## Фрагмент
-----
Впрочем, если воспользоваться логикой Сергеева, то он и сам тоже принадлежит к маргинальному кружку националистов-либералов, правда, скажем, далеко не однородному, как не лишенному вполне здравых и симпатичных людей, без занудного сергеевского прагматизма и его обожествления факта…
Критический авитаминоз — это отсутствие многих жизненно-важных компонентов в критике: где «витамин» смелости и независимости? Где не боязнь остаться «без стаи»? Где способность посмотреть на литературу с национальной точки зрения, исключающей как долдонство, так и позитивистское «развенчание авторитетов»?
-----
## Сохранённые данные
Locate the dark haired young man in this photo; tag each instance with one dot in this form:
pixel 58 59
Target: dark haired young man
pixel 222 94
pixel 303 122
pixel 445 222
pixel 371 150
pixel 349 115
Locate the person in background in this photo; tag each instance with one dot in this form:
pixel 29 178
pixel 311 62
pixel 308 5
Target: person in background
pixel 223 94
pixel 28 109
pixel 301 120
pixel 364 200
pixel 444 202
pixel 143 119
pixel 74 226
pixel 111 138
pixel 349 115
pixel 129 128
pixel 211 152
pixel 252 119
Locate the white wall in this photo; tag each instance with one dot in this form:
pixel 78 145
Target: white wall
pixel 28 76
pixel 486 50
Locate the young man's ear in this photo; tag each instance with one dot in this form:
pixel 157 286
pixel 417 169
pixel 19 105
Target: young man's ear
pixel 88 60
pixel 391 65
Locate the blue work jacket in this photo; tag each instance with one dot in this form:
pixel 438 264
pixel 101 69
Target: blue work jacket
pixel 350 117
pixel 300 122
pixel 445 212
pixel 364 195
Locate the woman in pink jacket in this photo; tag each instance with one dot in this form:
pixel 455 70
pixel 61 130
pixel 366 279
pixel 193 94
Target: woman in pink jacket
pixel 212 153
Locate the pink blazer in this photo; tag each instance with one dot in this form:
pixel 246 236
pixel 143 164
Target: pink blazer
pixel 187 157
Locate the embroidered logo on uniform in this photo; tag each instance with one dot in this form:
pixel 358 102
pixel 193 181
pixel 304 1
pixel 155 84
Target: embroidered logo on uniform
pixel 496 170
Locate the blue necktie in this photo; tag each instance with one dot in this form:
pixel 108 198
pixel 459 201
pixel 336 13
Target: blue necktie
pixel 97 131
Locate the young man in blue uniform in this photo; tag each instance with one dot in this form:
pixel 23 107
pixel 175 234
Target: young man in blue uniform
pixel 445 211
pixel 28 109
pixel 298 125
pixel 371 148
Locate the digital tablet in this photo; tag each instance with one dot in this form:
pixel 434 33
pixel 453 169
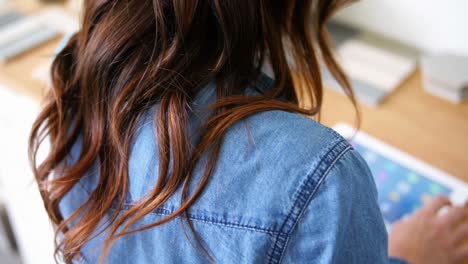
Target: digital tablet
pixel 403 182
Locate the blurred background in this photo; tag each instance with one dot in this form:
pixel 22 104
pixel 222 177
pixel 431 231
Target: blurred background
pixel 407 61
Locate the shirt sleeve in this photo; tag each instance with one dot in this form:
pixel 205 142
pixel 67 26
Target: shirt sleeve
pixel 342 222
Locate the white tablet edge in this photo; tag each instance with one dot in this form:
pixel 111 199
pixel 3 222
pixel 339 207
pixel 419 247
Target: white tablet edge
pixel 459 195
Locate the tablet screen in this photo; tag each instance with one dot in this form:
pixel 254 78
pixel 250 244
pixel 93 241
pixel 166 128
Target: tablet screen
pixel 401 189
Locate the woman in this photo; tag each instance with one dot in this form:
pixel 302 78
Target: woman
-----
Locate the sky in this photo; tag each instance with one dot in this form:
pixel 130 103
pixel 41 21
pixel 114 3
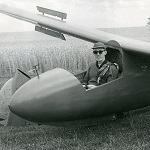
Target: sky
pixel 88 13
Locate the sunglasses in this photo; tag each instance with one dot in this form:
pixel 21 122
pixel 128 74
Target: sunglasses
-----
## Перечень заданий
(a) Как во фрагменте о литературной критике определяется критический авитаминоз?
(b) Подхватите фрагмент о литературной критике и продолжите его сразу после последней фразы.
Приведённый листинг никак не связан с фрагментом о литературной критике.

## Итоги выполнения
(a) Это отсутствие многих жизненно-важных компонентов в критике.

(b)
Да, проблема все в том же — в личности критика, в личностном самоуглублении, постоянной работе над собой и понимании, что в русской философии уже запечатлен, открыт этот идеал свободно-разумной, духовной личности, который и дает нам силу для подлинного изучения процессов, происходящих в современной культуре и литературе. Чтобы критика не переродилась окончательно в журналистику, чтобы вообще была возможна русская критика, русская наука снова нужны огромные созидательные усилия. На нашем сайте ГЛФР мы завели новый раздел «ЛИТПРОЦЕСС», куда готовы размещать статьи критиков, понимающих принципиальную важность национальной культурной идентификации. Увы, но у нас остались без обсуждения такие книги как «Чтения о русской поэзии» Николая Калягина, «Русский выбор, или Почему все реформы в России заканчиваются одним и тем же» Юрия Галкина, «Дом» Игоря Малышева, свежие романы и повести Петра Краснова, Бориса Агеева, Веры Галактионовой… В общем, русская литература не бедна, бедна часто мысль критиков о ней.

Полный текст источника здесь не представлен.